Objective
Copy exactly the run of lines that begins at the line with "Please indicate the paving" and ends at the final line of the entries.
-- -- --
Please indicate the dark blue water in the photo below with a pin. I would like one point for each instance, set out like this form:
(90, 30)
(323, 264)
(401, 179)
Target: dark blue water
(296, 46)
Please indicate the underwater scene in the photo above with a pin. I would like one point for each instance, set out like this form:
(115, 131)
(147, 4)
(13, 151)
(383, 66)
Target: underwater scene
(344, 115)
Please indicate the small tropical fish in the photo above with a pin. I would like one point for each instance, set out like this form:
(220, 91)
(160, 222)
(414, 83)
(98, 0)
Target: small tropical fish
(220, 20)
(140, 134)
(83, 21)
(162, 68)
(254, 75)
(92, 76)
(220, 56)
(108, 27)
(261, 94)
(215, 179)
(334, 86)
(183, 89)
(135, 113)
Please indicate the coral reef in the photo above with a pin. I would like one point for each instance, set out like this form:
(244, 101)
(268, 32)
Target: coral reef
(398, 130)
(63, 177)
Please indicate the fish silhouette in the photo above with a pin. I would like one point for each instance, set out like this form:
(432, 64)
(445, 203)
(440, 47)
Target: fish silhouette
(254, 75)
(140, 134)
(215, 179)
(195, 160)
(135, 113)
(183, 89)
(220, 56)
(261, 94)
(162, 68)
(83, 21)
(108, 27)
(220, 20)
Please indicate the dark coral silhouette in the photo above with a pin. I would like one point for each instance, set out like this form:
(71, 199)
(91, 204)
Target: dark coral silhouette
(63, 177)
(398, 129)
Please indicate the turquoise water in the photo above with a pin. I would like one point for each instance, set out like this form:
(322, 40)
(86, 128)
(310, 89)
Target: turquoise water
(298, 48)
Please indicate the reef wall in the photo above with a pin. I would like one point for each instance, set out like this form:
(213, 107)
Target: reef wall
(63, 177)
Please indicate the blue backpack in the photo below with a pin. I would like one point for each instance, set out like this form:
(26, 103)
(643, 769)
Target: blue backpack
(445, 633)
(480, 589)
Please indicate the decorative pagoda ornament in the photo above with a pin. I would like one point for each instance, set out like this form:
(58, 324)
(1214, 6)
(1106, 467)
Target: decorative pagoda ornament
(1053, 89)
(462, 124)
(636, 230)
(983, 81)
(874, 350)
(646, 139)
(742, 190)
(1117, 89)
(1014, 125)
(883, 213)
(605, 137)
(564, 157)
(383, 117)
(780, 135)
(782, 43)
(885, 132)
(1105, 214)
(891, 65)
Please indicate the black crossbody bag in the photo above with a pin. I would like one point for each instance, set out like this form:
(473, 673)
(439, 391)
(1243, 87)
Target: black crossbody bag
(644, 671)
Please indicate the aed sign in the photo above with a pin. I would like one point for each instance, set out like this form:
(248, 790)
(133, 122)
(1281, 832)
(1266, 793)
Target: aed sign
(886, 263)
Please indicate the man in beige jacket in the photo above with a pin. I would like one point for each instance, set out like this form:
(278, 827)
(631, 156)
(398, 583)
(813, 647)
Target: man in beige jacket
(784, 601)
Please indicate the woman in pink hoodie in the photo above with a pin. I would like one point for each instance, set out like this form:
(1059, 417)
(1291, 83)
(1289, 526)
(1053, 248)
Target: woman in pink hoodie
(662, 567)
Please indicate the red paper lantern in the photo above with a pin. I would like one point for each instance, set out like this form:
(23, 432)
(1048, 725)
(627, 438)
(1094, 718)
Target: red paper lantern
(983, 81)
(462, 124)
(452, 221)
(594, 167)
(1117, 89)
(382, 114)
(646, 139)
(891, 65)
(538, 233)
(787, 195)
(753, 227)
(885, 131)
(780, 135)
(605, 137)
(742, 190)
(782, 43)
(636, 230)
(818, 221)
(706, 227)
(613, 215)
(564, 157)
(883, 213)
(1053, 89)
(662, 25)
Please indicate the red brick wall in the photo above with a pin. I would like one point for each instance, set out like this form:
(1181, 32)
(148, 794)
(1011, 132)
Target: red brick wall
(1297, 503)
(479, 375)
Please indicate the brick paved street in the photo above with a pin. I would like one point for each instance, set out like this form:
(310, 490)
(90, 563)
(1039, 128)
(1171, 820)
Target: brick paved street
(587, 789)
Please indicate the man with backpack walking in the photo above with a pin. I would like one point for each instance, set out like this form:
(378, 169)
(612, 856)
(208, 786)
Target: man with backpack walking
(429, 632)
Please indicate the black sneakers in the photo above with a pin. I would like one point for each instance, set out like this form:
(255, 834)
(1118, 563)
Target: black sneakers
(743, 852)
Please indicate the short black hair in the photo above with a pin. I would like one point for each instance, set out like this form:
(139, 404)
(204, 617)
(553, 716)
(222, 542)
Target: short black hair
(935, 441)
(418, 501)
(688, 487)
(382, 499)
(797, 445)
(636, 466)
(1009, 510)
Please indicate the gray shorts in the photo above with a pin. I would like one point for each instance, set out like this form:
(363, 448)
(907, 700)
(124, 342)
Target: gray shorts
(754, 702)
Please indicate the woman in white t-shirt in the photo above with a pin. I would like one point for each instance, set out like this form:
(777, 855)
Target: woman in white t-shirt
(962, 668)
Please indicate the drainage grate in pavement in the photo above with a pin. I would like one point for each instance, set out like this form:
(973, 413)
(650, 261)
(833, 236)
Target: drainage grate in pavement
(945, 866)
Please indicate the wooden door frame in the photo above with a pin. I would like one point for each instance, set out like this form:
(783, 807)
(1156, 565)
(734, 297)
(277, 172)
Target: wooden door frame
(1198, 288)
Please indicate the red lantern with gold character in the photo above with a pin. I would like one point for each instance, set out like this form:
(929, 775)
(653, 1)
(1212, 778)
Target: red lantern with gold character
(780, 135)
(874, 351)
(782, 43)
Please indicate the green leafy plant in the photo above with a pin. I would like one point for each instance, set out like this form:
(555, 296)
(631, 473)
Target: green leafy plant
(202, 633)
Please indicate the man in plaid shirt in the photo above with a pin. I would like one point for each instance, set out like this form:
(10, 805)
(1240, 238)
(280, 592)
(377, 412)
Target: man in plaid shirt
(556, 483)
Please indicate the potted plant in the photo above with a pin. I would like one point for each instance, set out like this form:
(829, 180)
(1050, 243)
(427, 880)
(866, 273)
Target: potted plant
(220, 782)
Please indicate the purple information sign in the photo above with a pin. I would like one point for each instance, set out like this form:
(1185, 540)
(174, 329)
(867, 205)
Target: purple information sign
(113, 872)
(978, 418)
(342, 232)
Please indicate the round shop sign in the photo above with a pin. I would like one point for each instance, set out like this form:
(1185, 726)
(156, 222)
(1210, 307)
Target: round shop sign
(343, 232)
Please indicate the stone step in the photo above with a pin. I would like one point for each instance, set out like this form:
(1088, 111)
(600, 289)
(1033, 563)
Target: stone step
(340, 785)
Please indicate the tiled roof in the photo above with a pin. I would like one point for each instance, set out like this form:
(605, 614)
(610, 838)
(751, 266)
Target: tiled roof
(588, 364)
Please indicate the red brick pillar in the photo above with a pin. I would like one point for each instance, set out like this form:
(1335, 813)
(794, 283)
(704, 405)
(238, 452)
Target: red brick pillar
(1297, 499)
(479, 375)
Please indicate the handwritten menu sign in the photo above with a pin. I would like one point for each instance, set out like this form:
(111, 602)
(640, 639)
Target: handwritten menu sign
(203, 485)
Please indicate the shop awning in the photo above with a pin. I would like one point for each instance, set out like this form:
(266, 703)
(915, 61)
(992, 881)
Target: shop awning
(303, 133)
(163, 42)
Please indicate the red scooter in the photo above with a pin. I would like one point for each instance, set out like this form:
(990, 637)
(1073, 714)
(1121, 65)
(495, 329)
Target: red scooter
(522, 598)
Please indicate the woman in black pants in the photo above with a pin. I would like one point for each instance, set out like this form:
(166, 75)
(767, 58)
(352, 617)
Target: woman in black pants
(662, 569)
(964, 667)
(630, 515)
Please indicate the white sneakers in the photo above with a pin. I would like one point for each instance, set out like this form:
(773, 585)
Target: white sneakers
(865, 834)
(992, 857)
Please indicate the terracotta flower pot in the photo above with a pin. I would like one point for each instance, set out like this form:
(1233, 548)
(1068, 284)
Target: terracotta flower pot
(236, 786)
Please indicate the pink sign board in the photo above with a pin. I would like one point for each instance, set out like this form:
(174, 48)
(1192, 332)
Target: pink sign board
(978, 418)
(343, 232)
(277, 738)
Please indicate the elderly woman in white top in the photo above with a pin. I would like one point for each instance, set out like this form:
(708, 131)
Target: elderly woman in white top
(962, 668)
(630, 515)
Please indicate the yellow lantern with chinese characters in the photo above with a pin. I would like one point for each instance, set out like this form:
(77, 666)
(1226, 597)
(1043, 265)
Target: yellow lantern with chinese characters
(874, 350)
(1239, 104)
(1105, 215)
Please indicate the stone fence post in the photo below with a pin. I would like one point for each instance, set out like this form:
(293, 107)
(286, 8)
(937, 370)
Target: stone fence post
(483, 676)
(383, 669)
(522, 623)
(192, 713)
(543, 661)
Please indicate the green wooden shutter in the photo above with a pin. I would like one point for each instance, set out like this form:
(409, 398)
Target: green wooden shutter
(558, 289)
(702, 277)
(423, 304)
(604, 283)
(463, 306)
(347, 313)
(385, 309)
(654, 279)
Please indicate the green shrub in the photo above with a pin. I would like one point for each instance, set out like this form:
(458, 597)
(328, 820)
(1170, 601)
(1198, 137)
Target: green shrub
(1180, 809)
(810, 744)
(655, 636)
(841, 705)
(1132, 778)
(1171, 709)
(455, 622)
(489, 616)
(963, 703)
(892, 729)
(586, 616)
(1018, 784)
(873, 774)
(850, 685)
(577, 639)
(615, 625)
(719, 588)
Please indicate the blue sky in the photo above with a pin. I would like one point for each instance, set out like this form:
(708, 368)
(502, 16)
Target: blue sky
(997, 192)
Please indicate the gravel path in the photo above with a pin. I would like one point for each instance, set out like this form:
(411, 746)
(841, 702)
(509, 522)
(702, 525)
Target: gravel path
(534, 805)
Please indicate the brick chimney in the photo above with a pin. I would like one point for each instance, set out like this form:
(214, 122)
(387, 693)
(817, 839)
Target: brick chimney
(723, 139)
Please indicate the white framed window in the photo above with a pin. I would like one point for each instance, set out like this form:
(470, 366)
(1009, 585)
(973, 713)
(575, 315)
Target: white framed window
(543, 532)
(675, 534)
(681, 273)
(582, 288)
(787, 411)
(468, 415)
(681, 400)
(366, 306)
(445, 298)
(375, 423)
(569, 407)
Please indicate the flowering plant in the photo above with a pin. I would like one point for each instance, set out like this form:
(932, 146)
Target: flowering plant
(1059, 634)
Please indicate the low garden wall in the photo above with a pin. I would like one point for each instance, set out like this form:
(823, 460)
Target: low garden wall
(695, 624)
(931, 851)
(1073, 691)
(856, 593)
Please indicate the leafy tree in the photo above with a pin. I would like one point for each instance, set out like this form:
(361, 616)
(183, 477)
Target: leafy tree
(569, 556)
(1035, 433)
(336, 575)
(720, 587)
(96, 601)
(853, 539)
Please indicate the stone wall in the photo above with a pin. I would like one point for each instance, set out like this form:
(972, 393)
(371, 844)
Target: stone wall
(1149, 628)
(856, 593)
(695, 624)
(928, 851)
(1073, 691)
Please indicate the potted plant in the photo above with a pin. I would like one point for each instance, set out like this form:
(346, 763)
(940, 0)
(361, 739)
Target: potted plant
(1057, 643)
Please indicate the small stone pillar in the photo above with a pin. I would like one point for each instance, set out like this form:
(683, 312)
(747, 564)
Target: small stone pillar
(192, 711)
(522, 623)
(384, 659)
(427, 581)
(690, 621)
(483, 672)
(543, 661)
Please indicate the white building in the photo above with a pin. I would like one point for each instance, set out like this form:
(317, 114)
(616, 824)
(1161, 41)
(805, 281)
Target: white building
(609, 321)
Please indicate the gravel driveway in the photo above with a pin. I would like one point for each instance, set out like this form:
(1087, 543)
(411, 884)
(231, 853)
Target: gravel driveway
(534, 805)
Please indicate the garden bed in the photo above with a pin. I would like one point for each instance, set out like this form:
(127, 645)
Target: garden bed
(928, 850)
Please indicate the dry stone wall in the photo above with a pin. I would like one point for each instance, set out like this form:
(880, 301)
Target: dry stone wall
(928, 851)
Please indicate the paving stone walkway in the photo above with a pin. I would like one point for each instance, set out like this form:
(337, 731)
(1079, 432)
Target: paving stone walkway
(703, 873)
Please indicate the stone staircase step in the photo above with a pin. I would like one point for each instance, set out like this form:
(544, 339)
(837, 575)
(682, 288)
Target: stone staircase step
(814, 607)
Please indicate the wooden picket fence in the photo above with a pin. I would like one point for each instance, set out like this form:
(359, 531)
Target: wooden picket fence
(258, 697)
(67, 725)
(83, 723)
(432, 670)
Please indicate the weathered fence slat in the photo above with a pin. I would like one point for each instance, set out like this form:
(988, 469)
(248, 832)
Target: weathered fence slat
-- -- --
Correct response
Please indicate the paving stone walkway in the photo above with a pin. I would like one point for each instance, set out like this form:
(337, 731)
(1079, 432)
Target: paving stone walkway
(703, 873)
Please indicate the stone staircase step in the photo above with a pin. I would like one point for each instance, set out like this form:
(544, 339)
(837, 575)
(682, 288)
Target: stone staircase step
(814, 607)
Please indicate the wooden picket fence in the photo above with a pin. I would like one point for each instance, set out like this form:
(359, 531)
Target: wooden picket fence
(258, 697)
(67, 725)
(83, 723)
(432, 670)
Please indicate the weathered fence slat in the photo above with a pin. I would like one point for each instance, set out like this form:
(988, 469)
(248, 832)
Target: weathered fence slat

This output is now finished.